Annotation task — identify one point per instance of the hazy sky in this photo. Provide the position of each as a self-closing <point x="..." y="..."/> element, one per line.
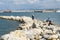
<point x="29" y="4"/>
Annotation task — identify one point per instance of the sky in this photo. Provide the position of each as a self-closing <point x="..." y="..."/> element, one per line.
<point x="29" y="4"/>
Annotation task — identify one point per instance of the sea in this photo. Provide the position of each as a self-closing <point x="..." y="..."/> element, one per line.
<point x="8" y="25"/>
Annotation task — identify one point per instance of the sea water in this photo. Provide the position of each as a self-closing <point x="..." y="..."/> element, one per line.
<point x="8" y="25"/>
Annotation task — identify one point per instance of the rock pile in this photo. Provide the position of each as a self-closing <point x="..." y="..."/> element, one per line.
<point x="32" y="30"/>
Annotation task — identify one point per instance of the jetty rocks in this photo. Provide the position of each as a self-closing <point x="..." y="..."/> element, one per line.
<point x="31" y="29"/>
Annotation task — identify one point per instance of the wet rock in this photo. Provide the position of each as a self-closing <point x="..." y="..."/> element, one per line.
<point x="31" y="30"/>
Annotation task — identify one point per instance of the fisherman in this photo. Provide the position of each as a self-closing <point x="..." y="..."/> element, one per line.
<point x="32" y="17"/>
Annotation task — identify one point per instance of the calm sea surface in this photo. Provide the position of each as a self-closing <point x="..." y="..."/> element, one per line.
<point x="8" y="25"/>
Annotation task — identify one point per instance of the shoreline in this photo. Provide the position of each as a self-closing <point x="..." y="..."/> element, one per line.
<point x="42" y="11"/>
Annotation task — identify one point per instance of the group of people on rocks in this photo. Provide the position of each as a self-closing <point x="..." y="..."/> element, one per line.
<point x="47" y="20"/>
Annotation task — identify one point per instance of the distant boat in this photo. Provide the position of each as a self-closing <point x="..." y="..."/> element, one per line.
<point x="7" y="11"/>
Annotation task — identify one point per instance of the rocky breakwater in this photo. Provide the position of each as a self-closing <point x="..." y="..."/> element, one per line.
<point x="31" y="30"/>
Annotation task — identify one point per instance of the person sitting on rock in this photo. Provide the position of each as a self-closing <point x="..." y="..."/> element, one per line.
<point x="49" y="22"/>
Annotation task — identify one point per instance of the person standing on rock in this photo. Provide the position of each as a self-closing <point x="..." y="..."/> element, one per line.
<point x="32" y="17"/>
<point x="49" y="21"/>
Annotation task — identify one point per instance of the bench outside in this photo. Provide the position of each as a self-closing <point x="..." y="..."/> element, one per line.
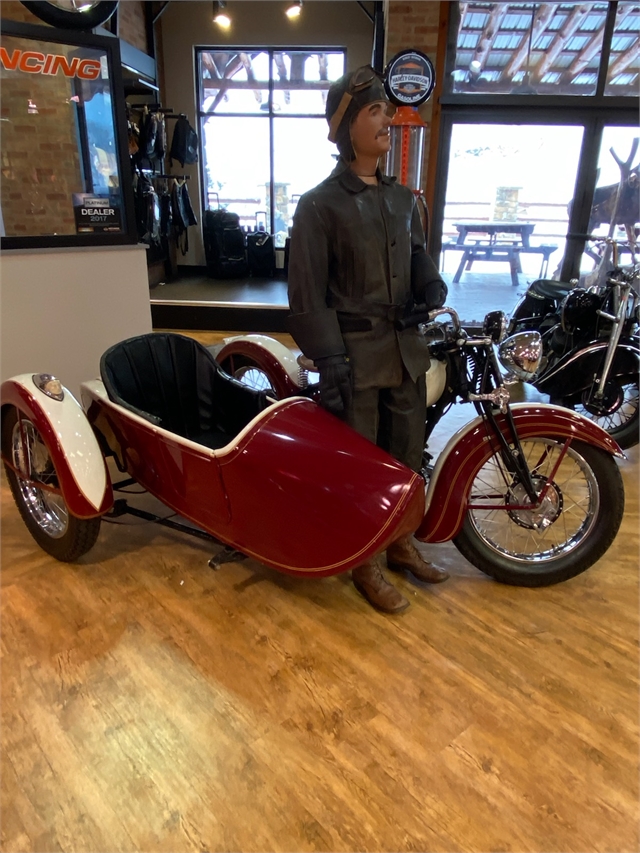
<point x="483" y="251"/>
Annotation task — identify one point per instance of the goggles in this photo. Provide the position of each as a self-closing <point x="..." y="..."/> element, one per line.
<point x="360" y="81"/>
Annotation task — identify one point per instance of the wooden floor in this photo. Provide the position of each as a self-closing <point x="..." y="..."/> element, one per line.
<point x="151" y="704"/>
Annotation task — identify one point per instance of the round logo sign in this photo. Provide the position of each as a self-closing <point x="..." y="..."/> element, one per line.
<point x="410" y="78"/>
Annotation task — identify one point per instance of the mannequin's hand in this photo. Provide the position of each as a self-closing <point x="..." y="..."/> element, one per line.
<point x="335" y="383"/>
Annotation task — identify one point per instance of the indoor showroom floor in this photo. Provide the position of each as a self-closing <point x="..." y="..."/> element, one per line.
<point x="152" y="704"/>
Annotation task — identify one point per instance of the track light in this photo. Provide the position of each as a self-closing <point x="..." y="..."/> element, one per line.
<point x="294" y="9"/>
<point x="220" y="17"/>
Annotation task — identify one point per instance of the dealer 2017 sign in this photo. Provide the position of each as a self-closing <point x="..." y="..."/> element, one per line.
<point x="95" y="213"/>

→ **TASK STATEMENT**:
Set down all of the entries precisely and keep the pictures out of the copy.

→ **SOLUTION FOR THIS EXERCISE**:
Annotation task — identify one point per instance of the hazy sky in this photo. Provide the position of each as a self-closing <point x="..." y="..."/> element, one per line.
<point x="29" y="4"/>
Annotation task — identify one point per instance of the sky in this photo. Provide the position of each as a self-closing <point x="..." y="..."/> element, one per line.
<point x="29" y="4"/>
Annotation task — identify one point per instance of the sea in this photo. Provide the position of each as a self-closing <point x="..." y="..."/> element, one per line.
<point x="8" y="25"/>
Annotation task — identify one point per instance of the sea water in this photo. Provide the position of each as a self-closing <point x="..." y="..."/> element, one per line.
<point x="8" y="25"/>
Annotation task — identify one point per instance of the rock pile in this photo. Provide the position of each as a self-closing <point x="..." y="..."/> element, one per line.
<point x="32" y="30"/>
Annotation task — identify one point per instance of the jetty rocks in this photo. Provide the position of each as a self-closing <point x="..." y="..."/> element, one per line.
<point x="31" y="29"/>
Annotation task — identify one point per instance of the wet rock in this photo. Provide the position of each as a self-closing <point x="..." y="..."/> element, one per line.
<point x="31" y="30"/>
Annotation task — identify one point per instance of the fisherman in this photo. Provide the position of each as a self-closing <point x="..." y="..."/> element, one per line.
<point x="32" y="17"/>
Annotation task — identify one point per instance of the calm sea surface in this photo. Provide the position of each as a self-closing <point x="..." y="..."/> element, one per line.
<point x="8" y="25"/>
Annotation task — identify one point per instance of the shoreline in this photo. Provide the position of each as a self-closing <point x="..." y="..."/> element, one per line.
<point x="42" y="11"/>
Annotation task — identify one point per instance of the group of people on rocks in this photo. Provide the position of each as a self-closing <point x="..." y="..."/> element, one per line.
<point x="47" y="20"/>
Annotation task — identify one point per instance of the distant boat in this photo. Provide the position of each as a self-closing <point x="..." y="..."/> element, one per line.
<point x="7" y="11"/>
Annotation task — identify one point per instance of the rocky breakwater in this photo. Provide the position of each as a self-closing <point x="..." y="..."/> element, one per line.
<point x="31" y="30"/>
Annotation task — identify one point per instance of the person sitting on rock in this photo. Provide the position of each as a self-closing <point x="..." y="..."/> element, one per line.
<point x="49" y="22"/>
Annotation task — identify one point per instance of the person standing on rock in this photo. Provide the position of each as a self-closing <point x="..." y="..."/> element, one per line.
<point x="32" y="17"/>
<point x="49" y="21"/>
Annotation task — identify one point per instance of the bench outside in this photo. Provide the position of each as a self-closing <point x="..." y="..."/> element, one per line.
<point x="483" y="251"/>
Annotation task — identify one point per instance of the goggles in this photo. Provide the position of each as a self-closing <point x="..." y="..."/> element, one per line.
<point x="360" y="81"/>
Annotation task — identify one point per instance of the wooden floor in this photo. Provide the position of each as a self-closing <point x="..." y="..."/> element, one per line.
<point x="151" y="704"/>
Annotation task — identify one point per instance of the round logo sign in this photo. Provide the position of each as a self-closing <point x="..." y="..."/> element, one per line.
<point x="410" y="78"/>
Annotation task — identify one point per instance of the mannequin's hand in this photo. Provide the position of each as a self-closing <point x="..." y="..."/> element, one per line.
<point x="335" y="383"/>
Annotation task — identify one point per instance of the indoor showroom floor in this photo. Provide the position of each as a self-closing <point x="..." y="..."/> element, one per line.
<point x="152" y="704"/>
Annotation task — identify one point per instance of the track light in this photo. Provide the position of each as a self-closing <point x="..." y="..."/> element, one per line.
<point x="294" y="9"/>
<point x="220" y="17"/>
Annotation task — identify one point per instance of the dealer 2017 sign in this photo. Provide the position of each as a self-closing <point x="..." y="..."/> element, one per line.
<point x="95" y="213"/>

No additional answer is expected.